◆ STATED TASK 1 ◆
In the entries after the forum thread, change "fountain" to "basin" everywhere it occurs and leave the rest as it is.

◆ DOCUMENT SEGMENT ◆
%%

I had actually had something similar in one of OpenAxiom's branch.
On Sat, May 9, 2015 at 3:37 AM, Martin Baker <ax87...@martinb.com> wrote:
> On 08/05/15 21:40, d...@axiom-developer.org wrote:
>
>> There exists a few mathematical axiom statements in the category book
>> (Volume 10.2), associated with each category (look at SemiGroup for
>> example). The intention is to decorate all of the categories and
>> domains with mathematical axioms which can be assumed in the proof.
>>
>> Much more work needs to be done to just look up the standard axioms
>> for the various categories. Feel free to contribute by looking up
>> what the group/ring/field/etc axioms should be. They will be added
>> to the approprate categories.
>>
>> The plan is to add an "axioms" category with an "axioms" function
>> export so you can query the axioms that something should obey from
>> code or the command line.
>>
>
> Tim,
>
> If you are using COQ then why not just map the COQ library entries into
> the Axiom categories?
> So if we take part of the base library here:
> https://coq.inria.fr/library/Coq.Arith.Mult.html#
>
> So the appropriate Axiom category could have an entry like:
>
> Zero property
> Lemma mult_0_r : forall n, n * 0 = 0.
> Lemma mult_0_l : forall n, 0 * n = 0.
>
> Of course the COQ libraries have a different structure than the Axiom
> libraries so there is no exact mapping between them but it would seem to be
> a good idea to have as much compatibility as possible rather than invent
> something from scratch?
>
> Looking at these they are not 'axioms' in that they have redundancy.
>
> For example there is also the following
> Commutativity
> Lemma mult_comm : forall n m, n * m = m * n.
>
> So mult_0_l could have been derived from mult_0_r.
>
> Do you propose to have a minimal set of axioms or to have a larger set of
> lemmas?
>
> The form you have used in 10.2 is like this (in the human readable LP part
> - not part of the category itself):
> Axioms:
> associative("*":(%,%)->%) (x*y)*z = x*(y*z)
> Conditional attributes:
> commutative("*":(%,%)->%) x*y = y*x
>
> Are you proposing to put this into the category itself, not just as a
> comment? Do you prefer this syntax over the COQ syntax?

%%

◆ STATED TASK 2 ◆
Pick up the email thread on adding axioms to Axiom categories where it stops, and keep writing it.

◆ DATASET ENTRIES ◆

%%

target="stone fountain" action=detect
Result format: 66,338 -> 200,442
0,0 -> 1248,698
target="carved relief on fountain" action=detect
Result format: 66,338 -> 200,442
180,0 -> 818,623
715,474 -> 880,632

%%

◆ TASK ANSWER 1 ◆
target="stone basin" action=detect
Result format: 66,338 -> 200,442
0,0 -> 1248,698
target="carved relief on basin" action=detect
Result format: 66,338 -> 200,442
180,0 -> 818,623
715,474 -> 880,632

◆ TASK ANSWER 2 ◆
>
> Isabelle uses a different approach again (in the flavor of Isabelle I have
> seen so far) in that it uses 'rules' instead of 'axioms'
>
> So instead of:
> n * 0 = 0
>
> We have separate rules for each direction:
> n * 0 ==> 0
> 0 ==> n * 0
>
> So the first direction can be declared as a simplification rule and can be
> applied without any danger of an infinite loop.
>
> The advantage that I could see, for this in Axiom, is that the
> simplification that is applied to equations in the output formatter could
> be made explicit, configurable and provable.
>
> Do you have a view on axioms vs. lemmas vs rules?
> Are you proposing to put this into SPAD itself rather than comments or LP?
>
> Martin
>
>
>
>
>
>
> _______________________________________________
> Axiom-developer mailing list
> axiom-develo...@nongnu.org
> https://lists.nongnu.org/mailman/listinfo/axiom-developer
>
------------------------------------------------------------------------------
One dashboard for servers and applications across Physical-Virtual-Cloud
Widest out-of-the-box monitoring support with 50+ applications
Performance metrics, stats and reports that give you Actionable Insights
Deep dive visibility with transaction tracing using APM Insight.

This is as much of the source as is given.